*Problem*
Return the data below exactly, please, but drop the pictures.

*Supplied data*
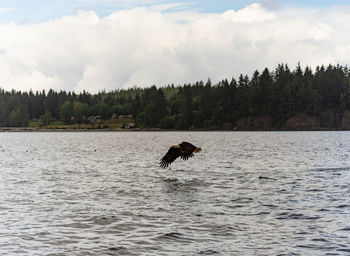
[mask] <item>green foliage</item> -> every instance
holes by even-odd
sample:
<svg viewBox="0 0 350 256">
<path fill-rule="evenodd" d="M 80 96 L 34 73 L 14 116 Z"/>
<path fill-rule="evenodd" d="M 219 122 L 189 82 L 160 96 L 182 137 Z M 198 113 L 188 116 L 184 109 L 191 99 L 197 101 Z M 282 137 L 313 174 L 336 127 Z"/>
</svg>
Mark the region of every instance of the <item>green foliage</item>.
<svg viewBox="0 0 350 256">
<path fill-rule="evenodd" d="M 73 103 L 73 116 L 77 123 L 82 123 L 88 113 L 88 104 L 74 101 Z"/>
<path fill-rule="evenodd" d="M 71 123 L 73 117 L 73 105 L 70 101 L 66 101 L 60 108 L 61 121 Z"/>
<path fill-rule="evenodd" d="M 224 79 L 215 85 L 208 79 L 98 94 L 0 89 L 0 126 L 27 126 L 29 120 L 40 120 L 53 128 L 67 124 L 91 128 L 89 117 L 93 117 L 104 120 L 95 128 L 121 127 L 125 120 L 108 120 L 115 114 L 132 115 L 128 122 L 136 120 L 141 128 L 216 129 L 234 127 L 239 118 L 268 115 L 279 128 L 295 114 L 322 117 L 328 111 L 337 117 L 333 122 L 337 127 L 345 110 L 350 110 L 350 72 L 333 65 L 313 72 L 309 67 L 302 70 L 297 65 L 290 70 L 279 64 L 274 70 L 255 71 L 251 77 L 241 74 L 237 80 Z"/>
<path fill-rule="evenodd" d="M 160 120 L 160 128 L 162 129 L 172 129 L 176 124 L 176 116 L 165 116 Z"/>
<path fill-rule="evenodd" d="M 53 120 L 52 114 L 50 112 L 45 112 L 44 115 L 40 116 L 40 120 L 44 126 L 47 126 Z"/>
<path fill-rule="evenodd" d="M 8 126 L 10 127 L 24 127 L 29 123 L 29 115 L 27 109 L 23 106 L 13 109 L 7 119 Z"/>
</svg>

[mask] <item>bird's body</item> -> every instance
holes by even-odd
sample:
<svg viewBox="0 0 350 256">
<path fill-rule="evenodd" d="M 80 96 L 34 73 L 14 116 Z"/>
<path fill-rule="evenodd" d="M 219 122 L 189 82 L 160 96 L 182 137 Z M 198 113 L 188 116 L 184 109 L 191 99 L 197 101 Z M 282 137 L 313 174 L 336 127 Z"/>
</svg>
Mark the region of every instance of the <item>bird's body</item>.
<svg viewBox="0 0 350 256">
<path fill-rule="evenodd" d="M 193 156 L 193 153 L 199 151 L 201 151 L 201 148 L 196 147 L 189 142 L 182 142 L 179 145 L 171 146 L 168 152 L 160 160 L 160 166 L 166 168 L 178 157 L 187 160 L 189 157 Z"/>
</svg>

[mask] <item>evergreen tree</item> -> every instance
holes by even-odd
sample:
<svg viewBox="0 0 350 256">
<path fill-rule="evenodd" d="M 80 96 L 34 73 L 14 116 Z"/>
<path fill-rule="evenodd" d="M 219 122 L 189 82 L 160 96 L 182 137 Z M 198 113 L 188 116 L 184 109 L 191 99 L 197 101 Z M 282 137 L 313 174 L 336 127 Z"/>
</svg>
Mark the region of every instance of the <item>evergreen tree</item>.
<svg viewBox="0 0 350 256">
<path fill-rule="evenodd" d="M 65 123 L 72 122 L 73 117 L 73 105 L 70 101 L 66 101 L 60 108 L 60 119 Z"/>
</svg>

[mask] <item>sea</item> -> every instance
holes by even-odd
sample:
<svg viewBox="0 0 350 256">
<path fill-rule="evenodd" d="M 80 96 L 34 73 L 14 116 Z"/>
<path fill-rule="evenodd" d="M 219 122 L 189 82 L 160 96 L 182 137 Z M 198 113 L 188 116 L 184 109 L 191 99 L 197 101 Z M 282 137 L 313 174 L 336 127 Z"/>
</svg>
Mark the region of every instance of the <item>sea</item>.
<svg viewBox="0 0 350 256">
<path fill-rule="evenodd" d="M 350 255 L 350 132 L 0 133 L 0 255 Z"/>
</svg>

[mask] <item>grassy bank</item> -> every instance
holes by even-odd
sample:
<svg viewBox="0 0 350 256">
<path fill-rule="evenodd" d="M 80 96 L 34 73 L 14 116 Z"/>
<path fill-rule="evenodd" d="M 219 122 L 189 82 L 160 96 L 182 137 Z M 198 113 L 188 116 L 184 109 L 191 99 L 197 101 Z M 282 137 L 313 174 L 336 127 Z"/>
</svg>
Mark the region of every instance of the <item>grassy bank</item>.
<svg viewBox="0 0 350 256">
<path fill-rule="evenodd" d="M 71 123 L 66 124 L 61 121 L 53 121 L 48 125 L 44 125 L 39 120 L 33 120 L 29 122 L 28 127 L 24 127 L 24 130 L 122 130 L 125 129 L 125 126 L 128 123 L 134 123 L 132 118 L 123 118 L 123 119 L 109 119 L 101 120 L 96 123 Z M 7 129 L 11 129 L 7 127 Z M 21 128 L 14 128 L 21 129 Z"/>
</svg>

*Written response*
[mask] <item>green foliage</item> -> every instance
holes by even-odd
sample:
<svg viewBox="0 0 350 256">
<path fill-rule="evenodd" d="M 80 96 L 34 73 L 14 116 Z"/>
<path fill-rule="evenodd" d="M 219 122 L 189 82 L 160 96 L 182 137 Z M 198 113 L 188 116 L 184 109 L 191 99 L 197 101 Z M 282 137 L 313 174 L 336 127 Z"/>
</svg>
Mark the region of every instance of the <item>green foliage</item>.
<svg viewBox="0 0 350 256">
<path fill-rule="evenodd" d="M 73 103 L 73 116 L 77 123 L 82 123 L 88 113 L 88 104 L 74 101 Z"/>
<path fill-rule="evenodd" d="M 71 123 L 73 117 L 73 105 L 70 101 L 66 101 L 60 108 L 61 121 Z"/>
<path fill-rule="evenodd" d="M 224 79 L 215 85 L 208 79 L 98 94 L 0 89 L 0 126 L 27 126 L 29 120 L 40 120 L 53 128 L 67 124 L 91 128 L 89 117 L 93 117 L 104 120 L 95 128 L 121 127 L 125 120 L 108 120 L 115 114 L 132 115 L 128 122 L 136 120 L 141 128 L 216 129 L 234 127 L 239 118 L 268 115 L 279 128 L 295 114 L 322 117 L 328 111 L 337 117 L 333 122 L 337 127 L 345 110 L 350 110 L 350 72 L 333 65 L 313 72 L 309 67 L 302 70 L 297 65 L 290 70 L 279 64 L 274 70 L 255 71 L 251 77 L 241 74 L 237 80 Z"/>
<path fill-rule="evenodd" d="M 160 120 L 160 128 L 162 129 L 172 129 L 176 124 L 176 116 L 165 116 Z"/>
<path fill-rule="evenodd" d="M 53 120 L 52 114 L 50 112 L 45 112 L 44 115 L 40 116 L 40 120 L 44 126 L 47 126 Z"/>
<path fill-rule="evenodd" d="M 8 126 L 10 127 L 24 127 L 29 123 L 29 115 L 27 109 L 23 106 L 13 109 L 7 119 Z"/>
</svg>

[mask] <item>bird's body</item> -> every instance
holes by even-odd
sample:
<svg viewBox="0 0 350 256">
<path fill-rule="evenodd" d="M 80 96 L 34 73 L 14 116 Z"/>
<path fill-rule="evenodd" d="M 219 122 L 189 82 L 160 96 L 182 137 Z M 198 113 L 188 116 L 184 109 L 191 99 L 197 101 Z M 282 137 L 313 174 L 336 127 Z"/>
</svg>
Mark the region of every instance of the <item>bird's body</item>.
<svg viewBox="0 0 350 256">
<path fill-rule="evenodd" d="M 193 156 L 193 153 L 199 151 L 201 151 L 201 148 L 196 147 L 189 142 L 182 142 L 179 145 L 171 146 L 168 152 L 160 160 L 160 166 L 166 168 L 178 157 L 187 160 L 189 157 Z"/>
</svg>

[mask] <item>evergreen tree</item> -> every instance
holes by even-odd
sample:
<svg viewBox="0 0 350 256">
<path fill-rule="evenodd" d="M 80 96 L 34 73 L 14 116 Z"/>
<path fill-rule="evenodd" d="M 219 122 L 189 82 L 160 96 L 182 137 Z M 198 113 L 188 116 L 184 109 L 191 99 L 197 101 Z M 282 137 L 313 174 L 336 127 Z"/>
</svg>
Mark the region of every instance of the <item>evergreen tree</item>.
<svg viewBox="0 0 350 256">
<path fill-rule="evenodd" d="M 65 123 L 72 122 L 73 117 L 73 105 L 70 101 L 66 101 L 60 108 L 60 119 Z"/>
</svg>

[mask] <item>sea</item> -> every instance
holes by even-odd
sample:
<svg viewBox="0 0 350 256">
<path fill-rule="evenodd" d="M 80 96 L 34 73 L 14 116 Z"/>
<path fill-rule="evenodd" d="M 219 122 L 189 82 L 160 96 L 182 137 Z M 198 113 L 188 116 L 184 109 L 191 99 L 197 101 Z M 282 137 L 313 174 L 336 127 Z"/>
</svg>
Mark the region of every instance of the <item>sea</item>.
<svg viewBox="0 0 350 256">
<path fill-rule="evenodd" d="M 350 255 L 350 132 L 0 133 L 0 255 Z"/>
</svg>

[mask] <item>grassy bank</item> -> every instance
holes by even-odd
sample:
<svg viewBox="0 0 350 256">
<path fill-rule="evenodd" d="M 80 96 L 34 73 L 14 116 Z"/>
<path fill-rule="evenodd" d="M 219 122 L 189 82 L 160 96 L 182 137 Z M 198 113 L 188 116 L 184 109 L 191 99 L 197 101 Z M 282 137 L 313 174 L 336 127 Z"/>
</svg>
Mark the region of every instance of the <item>grassy bank</item>.
<svg viewBox="0 0 350 256">
<path fill-rule="evenodd" d="M 71 123 L 66 124 L 61 121 L 53 121 L 48 125 L 44 125 L 39 120 L 33 120 L 29 122 L 28 127 L 24 127 L 24 130 L 122 130 L 125 129 L 125 126 L 128 123 L 134 123 L 132 118 L 123 118 L 123 119 L 109 119 L 101 120 L 96 123 Z M 7 129 L 11 129 L 7 127 Z M 21 128 L 14 128 L 21 129 Z"/>
</svg>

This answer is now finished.